▶ WORK REQUIRED
Examine the records and identify each line that includes the string "train". Copy those lines.

▶ EXTRACTED DATA
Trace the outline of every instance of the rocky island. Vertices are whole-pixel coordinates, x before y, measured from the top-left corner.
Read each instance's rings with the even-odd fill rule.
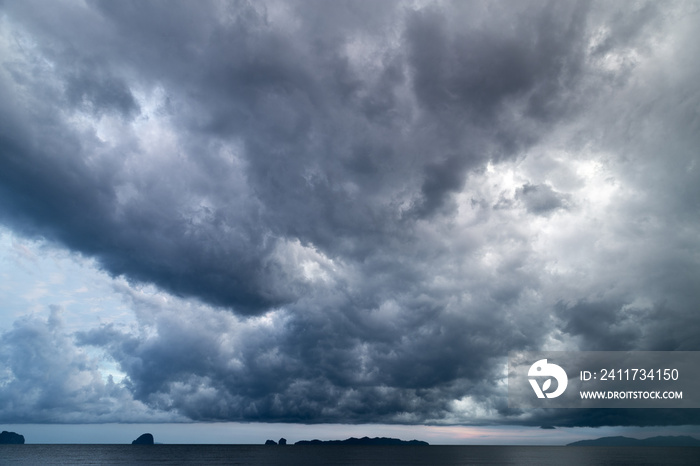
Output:
[[[265,445],[286,445],[287,444],[287,439],[282,437],[279,442],[275,442],[274,440],[266,440]]]
[[[153,441],[153,435],[152,434],[142,434],[131,442],[132,445],[153,445],[155,442]]]
[[[23,445],[24,435],[20,435],[16,432],[8,432],[6,430],[3,430],[0,434],[0,444]]]
[[[429,445],[422,440],[400,440],[388,437],[350,437],[345,440],[299,440],[294,445]]]

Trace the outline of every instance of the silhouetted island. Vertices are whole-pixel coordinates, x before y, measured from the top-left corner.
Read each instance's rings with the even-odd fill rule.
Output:
[[[0,444],[23,445],[24,435],[20,435],[17,432],[8,432],[3,430],[0,434]]]
[[[153,445],[154,443],[152,434],[142,434],[131,442],[132,445]]]
[[[570,447],[700,447],[700,440],[687,435],[659,436],[644,439],[616,436],[594,440],[579,440]]]
[[[265,445],[277,445],[277,442],[274,440],[265,440]]]
[[[345,440],[299,440],[294,445],[429,445],[422,440],[400,440],[387,437],[350,437]]]

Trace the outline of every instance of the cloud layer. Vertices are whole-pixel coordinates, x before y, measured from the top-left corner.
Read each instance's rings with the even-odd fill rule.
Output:
[[[0,221],[126,278],[138,321],[16,322],[11,417],[697,422],[513,412],[503,378],[509,351],[700,350],[694,9],[3,5]],[[92,381],[47,386],[53,417],[23,332]]]

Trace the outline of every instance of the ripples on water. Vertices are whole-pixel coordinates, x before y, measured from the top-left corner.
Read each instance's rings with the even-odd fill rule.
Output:
[[[697,447],[0,445],[2,465],[698,465]]]

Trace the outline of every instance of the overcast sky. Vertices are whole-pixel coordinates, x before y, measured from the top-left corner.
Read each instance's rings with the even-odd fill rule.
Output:
[[[698,57],[697,2],[0,2],[0,420],[700,424],[505,379],[700,351]]]

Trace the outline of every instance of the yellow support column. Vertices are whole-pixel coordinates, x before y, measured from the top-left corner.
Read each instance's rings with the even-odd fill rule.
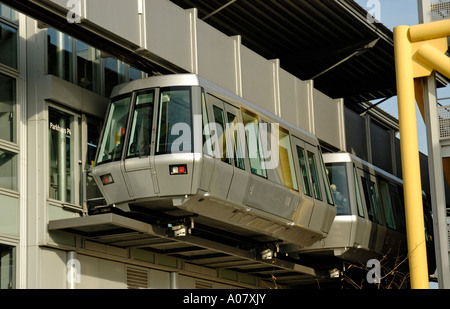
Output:
[[[427,252],[409,27],[398,26],[394,28],[394,51],[411,287],[413,289],[428,289]]]

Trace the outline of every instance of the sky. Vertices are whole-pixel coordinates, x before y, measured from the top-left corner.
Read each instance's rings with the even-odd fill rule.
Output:
[[[368,12],[378,15],[378,20],[387,28],[393,30],[400,25],[412,26],[419,23],[417,0],[355,0],[361,7]],[[379,4],[379,10],[376,11],[376,5]],[[449,105],[449,100],[439,100],[440,98],[450,97],[450,86],[438,90],[438,101],[443,105]],[[380,100],[375,100],[376,103]],[[398,119],[397,97],[393,97],[380,105],[381,109]],[[422,116],[417,109],[417,130],[419,140],[419,150],[428,154],[426,128]]]

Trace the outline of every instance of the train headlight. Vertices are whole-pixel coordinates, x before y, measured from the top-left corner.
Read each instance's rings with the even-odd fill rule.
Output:
[[[104,186],[114,183],[114,179],[111,174],[100,176],[100,179],[102,180],[102,184]]]
[[[170,175],[187,174],[187,165],[186,164],[170,165],[169,172],[170,172]]]

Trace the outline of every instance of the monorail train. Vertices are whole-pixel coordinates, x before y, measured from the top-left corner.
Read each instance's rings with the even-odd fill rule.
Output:
[[[350,153],[325,153],[323,158],[337,215],[328,237],[299,250],[299,257],[328,267],[337,259],[358,265],[383,257],[397,262],[405,259],[402,180]],[[433,273],[433,226],[425,194],[423,205],[429,272]]]
[[[114,88],[93,176],[108,207],[91,213],[174,235],[311,246],[337,211],[315,136],[194,74]]]

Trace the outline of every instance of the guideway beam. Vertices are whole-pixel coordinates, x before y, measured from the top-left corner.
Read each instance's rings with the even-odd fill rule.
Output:
[[[414,78],[429,76],[434,70],[450,78],[450,59],[444,55],[449,35],[450,20],[394,28],[406,233],[413,289],[428,288]]]

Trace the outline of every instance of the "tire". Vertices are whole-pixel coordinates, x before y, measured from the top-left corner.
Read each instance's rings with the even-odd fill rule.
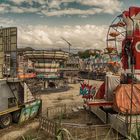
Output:
[[[0,127],[6,128],[12,123],[12,115],[11,114],[5,114],[0,116]]]
[[[13,112],[12,114],[12,119],[14,123],[18,123],[19,122],[19,118],[20,118],[20,110]]]

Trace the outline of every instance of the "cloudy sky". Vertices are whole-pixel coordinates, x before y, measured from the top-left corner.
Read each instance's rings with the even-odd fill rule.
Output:
[[[0,26],[18,27],[18,47],[105,48],[114,17],[140,0],[0,0]]]

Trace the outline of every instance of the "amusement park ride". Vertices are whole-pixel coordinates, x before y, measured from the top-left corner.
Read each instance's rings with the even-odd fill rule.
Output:
[[[34,50],[24,52],[24,57],[32,62],[30,71],[36,74],[36,81],[42,90],[64,89],[67,79],[61,73],[60,68],[64,66],[69,54],[59,50]],[[39,80],[39,81],[38,81]],[[34,88],[34,87],[33,87]]]
[[[128,136],[140,122],[140,7],[130,7],[115,18],[108,30],[107,50],[110,57],[121,57],[121,75],[106,75],[96,94],[93,87],[82,84],[81,94],[86,107]]]

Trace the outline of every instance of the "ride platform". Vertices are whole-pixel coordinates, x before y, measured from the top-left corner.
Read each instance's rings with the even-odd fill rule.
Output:
[[[93,101],[87,102],[88,106],[112,106],[113,102],[112,101],[106,101],[104,99],[95,99]]]
[[[130,134],[130,132],[131,133],[135,132],[136,125],[140,124],[140,115],[130,116],[128,114],[119,114],[113,111],[111,106],[101,107],[96,103],[88,107],[89,110],[92,113],[94,113],[103,123],[110,124],[111,128],[116,130],[124,137],[127,137]],[[131,123],[130,123],[130,118],[131,118]]]

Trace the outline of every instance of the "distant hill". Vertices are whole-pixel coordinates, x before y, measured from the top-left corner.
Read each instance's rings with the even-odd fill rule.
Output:
[[[26,47],[26,48],[17,48],[18,52],[23,52],[23,51],[33,51],[34,49],[31,47]]]

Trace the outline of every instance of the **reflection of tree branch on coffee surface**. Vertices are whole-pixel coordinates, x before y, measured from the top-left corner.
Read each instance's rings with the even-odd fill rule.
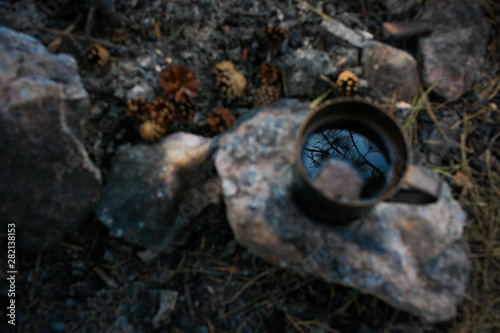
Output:
[[[371,140],[351,130],[327,129],[310,135],[304,145],[304,167],[314,178],[330,159],[349,162],[363,178],[362,197],[372,197],[387,183],[388,161]]]
[[[373,142],[367,140],[366,138],[361,137],[360,139],[363,141],[363,146],[366,147],[366,153],[363,154],[359,151],[358,148],[358,143],[354,142],[354,134],[352,131],[349,132],[349,137],[351,138],[352,146],[356,149],[356,152],[358,153],[358,156],[363,159],[363,163],[366,163],[369,165],[372,169],[373,172],[376,172],[377,174],[382,174],[383,172],[377,168],[375,165],[373,165],[368,159],[366,158],[366,155],[370,153],[377,153],[377,154],[382,154],[380,150],[373,144]],[[358,138],[359,139],[359,138]]]
[[[309,147],[309,142],[306,144],[306,151],[310,153],[309,158],[315,167],[323,165],[323,162],[328,160],[330,156],[333,156],[334,153],[346,158],[343,151],[345,151],[348,146],[342,142],[345,140],[343,136],[338,135],[334,130],[321,131],[318,133],[320,137],[317,139],[316,144],[311,145],[312,147]]]

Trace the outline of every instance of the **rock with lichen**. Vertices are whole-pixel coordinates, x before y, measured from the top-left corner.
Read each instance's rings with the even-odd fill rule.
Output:
[[[291,191],[295,134],[307,112],[285,100],[217,141],[215,165],[236,240],[268,262],[356,288],[427,321],[453,318],[470,264],[465,214],[449,186],[433,204],[380,203],[346,226],[313,221]]]
[[[367,42],[361,55],[363,76],[380,95],[411,102],[418,91],[417,61],[411,54],[381,42]]]
[[[0,27],[0,224],[17,247],[56,244],[92,213],[101,173],[85,151],[90,103],[73,57]]]
[[[319,50],[298,49],[276,59],[275,64],[283,73],[290,97],[318,97],[328,90],[320,76],[335,73],[328,54]]]
[[[96,207],[99,220],[112,235],[150,253],[169,249],[218,203],[210,142],[177,132],[156,144],[121,146]]]
[[[477,3],[445,0],[423,5],[415,21],[435,23],[418,40],[422,81],[452,98],[466,91],[484,63],[488,28]]]
[[[426,88],[454,98],[471,87],[484,63],[488,27],[481,7],[468,0],[427,1],[410,21],[384,23],[386,39],[418,39]]]

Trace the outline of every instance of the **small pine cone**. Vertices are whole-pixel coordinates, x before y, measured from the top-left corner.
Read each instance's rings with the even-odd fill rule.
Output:
[[[212,68],[212,71],[213,71],[215,76],[218,76],[223,72],[233,72],[235,70],[236,70],[236,68],[234,67],[233,63],[229,60],[223,60],[223,61],[217,63]]]
[[[142,97],[134,97],[127,101],[125,114],[130,118],[144,121],[148,118],[148,101]]]
[[[257,77],[265,85],[273,84],[280,77],[280,70],[270,62],[263,63],[257,70]]]
[[[167,125],[174,117],[175,106],[163,97],[157,97],[148,105],[148,118],[160,125]]]
[[[261,32],[264,44],[277,49],[283,45],[283,42],[288,38],[288,34],[290,33],[287,28],[276,26],[262,28]]]
[[[187,123],[194,118],[196,105],[191,101],[180,102],[175,105],[175,118],[181,123]]]
[[[263,106],[273,104],[280,99],[281,86],[276,84],[272,86],[262,85],[255,90],[253,95],[253,106]]]
[[[350,96],[358,91],[359,78],[351,71],[343,71],[337,79],[337,90],[339,93]]]
[[[223,107],[215,108],[210,111],[210,115],[207,119],[210,131],[214,134],[224,132],[229,127],[233,126],[235,122],[236,118],[231,111]]]
[[[231,102],[243,96],[247,81],[238,71],[225,71],[215,77],[215,86]]]
[[[99,44],[90,44],[85,54],[87,62],[94,67],[103,67],[109,62],[109,52]]]
[[[165,127],[153,120],[146,120],[139,126],[139,134],[146,142],[156,142],[165,134]]]

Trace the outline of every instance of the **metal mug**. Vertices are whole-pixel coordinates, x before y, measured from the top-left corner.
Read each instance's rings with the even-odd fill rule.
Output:
[[[382,201],[424,204],[439,196],[441,181],[409,164],[410,145],[397,120],[360,98],[335,98],[312,109],[299,127],[294,149],[295,200],[319,222],[347,224]],[[322,184],[324,177],[314,182],[327,163],[335,168],[332,160],[355,170],[361,180],[359,197],[332,199],[320,189],[328,186]]]

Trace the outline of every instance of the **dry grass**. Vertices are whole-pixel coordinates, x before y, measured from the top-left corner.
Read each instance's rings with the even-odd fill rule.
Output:
[[[452,126],[461,126],[460,142],[451,142],[459,148],[459,154],[453,157],[455,163],[427,163],[435,172],[452,179],[455,197],[468,216],[464,236],[472,270],[466,296],[450,329],[454,333],[500,331],[500,111],[492,103],[498,98],[499,86],[500,76],[485,77],[467,98],[435,105],[428,100],[430,89],[421,90],[405,123],[416,143],[417,118],[426,110],[441,133],[441,143],[450,144],[436,113],[445,107],[462,112],[461,120]],[[481,137],[480,129],[486,126],[492,128],[491,134]]]
[[[481,120],[476,122],[480,123]],[[470,138],[470,126],[471,122],[464,114],[461,133],[461,143],[464,146],[468,141],[478,140]],[[499,133],[498,120],[495,127]],[[461,150],[459,171],[468,181],[463,186],[459,200],[468,213],[465,238],[472,262],[472,273],[467,297],[454,323],[456,332],[500,330],[500,176],[499,161],[492,154],[494,147],[498,147],[498,138],[498,135],[494,135],[484,142],[482,160],[485,171],[482,172],[471,168],[469,154]]]
[[[427,112],[441,134],[438,143],[459,150],[453,157],[455,163],[427,163],[433,171],[452,180],[455,198],[468,216],[464,238],[472,270],[466,296],[449,330],[453,333],[500,331],[500,111],[493,103],[498,103],[499,90],[499,75],[485,76],[464,96],[444,103],[430,103],[432,87],[420,89],[404,123],[417,146],[418,117]],[[448,138],[436,116],[441,108],[449,107],[463,112],[461,120],[452,126],[461,126],[460,142]],[[485,126],[493,129],[490,137],[479,134]]]
[[[498,103],[500,90],[500,3],[496,0],[478,0],[478,3],[490,29],[486,67],[494,75],[485,75],[478,82],[477,101],[467,105],[473,113],[464,111],[462,117],[461,145],[476,152],[470,154],[461,149],[456,166],[466,180],[458,198],[468,213],[465,239],[472,272],[452,332],[500,331],[500,113],[498,106],[495,110],[495,105],[489,104],[495,98]],[[491,138],[477,137],[471,131],[486,125],[494,128]],[[482,171],[471,167],[473,158],[484,164]]]

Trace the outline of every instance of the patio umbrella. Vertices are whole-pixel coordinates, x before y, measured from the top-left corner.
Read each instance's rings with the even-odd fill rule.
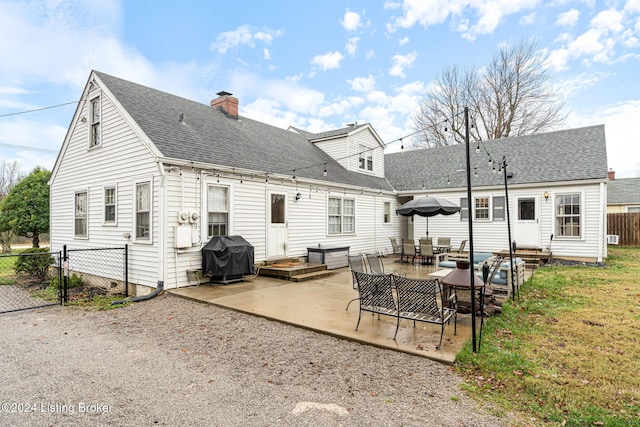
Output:
[[[396,213],[402,216],[427,217],[427,237],[429,237],[429,217],[436,215],[453,215],[460,212],[460,206],[453,202],[438,197],[420,197],[405,203],[396,209]]]

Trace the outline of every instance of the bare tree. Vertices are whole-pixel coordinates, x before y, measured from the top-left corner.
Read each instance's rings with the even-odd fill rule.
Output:
[[[414,147],[464,142],[469,107],[473,141],[551,130],[565,119],[564,99],[550,84],[547,56],[534,41],[502,46],[483,68],[445,68],[414,117]]]
[[[2,163],[0,163],[0,202],[9,194],[11,187],[16,185],[20,179],[22,179],[22,174],[20,173],[20,164],[17,160],[12,162],[3,160]],[[13,230],[0,230],[2,253],[6,254],[11,252],[11,241],[14,235]]]

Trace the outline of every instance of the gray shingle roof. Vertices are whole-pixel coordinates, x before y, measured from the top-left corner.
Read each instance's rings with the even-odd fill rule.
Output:
[[[327,183],[391,189],[384,178],[340,166],[307,140],[308,133],[298,134],[242,116],[231,118],[209,105],[95,73],[165,157],[270,174],[292,175],[295,170],[297,177]],[[181,114],[186,124],[179,121]]]
[[[502,174],[492,173],[484,149],[496,161],[505,156],[513,173],[509,184],[607,178],[604,125],[485,141],[479,154],[477,144],[470,145],[474,186],[504,183]],[[464,144],[385,155],[387,179],[399,191],[466,187],[465,165]]]
[[[640,204],[640,177],[618,178],[607,184],[607,204]]]

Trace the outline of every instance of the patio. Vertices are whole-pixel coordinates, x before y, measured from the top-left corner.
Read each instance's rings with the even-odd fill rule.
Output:
[[[426,278],[433,266],[419,263],[400,264],[397,257],[383,259],[386,271],[404,270],[407,277]],[[349,339],[396,351],[427,357],[445,364],[453,364],[456,354],[471,339],[471,315],[458,315],[457,335],[453,324],[444,331],[442,349],[436,350],[440,327],[423,322],[404,320],[396,340],[394,318],[363,313],[358,331],[358,301],[345,310],[349,301],[358,297],[353,289],[348,268],[332,270],[333,274],[304,282],[291,282],[257,276],[229,285],[202,283],[199,286],[170,289],[169,293],[195,301],[227,307],[262,316],[320,333]],[[479,327],[480,322],[476,322]]]

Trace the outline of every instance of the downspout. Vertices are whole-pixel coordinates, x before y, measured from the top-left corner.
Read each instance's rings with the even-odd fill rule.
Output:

▶ SOLUTION TO THIS TASK
Trace the outline of every instance of the train headlight. Vertices are whole-pixel coordinates, x before y, measured from the top-left corner.
Trace the outline of every instance of the monorail train. Vertices are whole-pixel coordinates, x before y, measured from the top-left corner.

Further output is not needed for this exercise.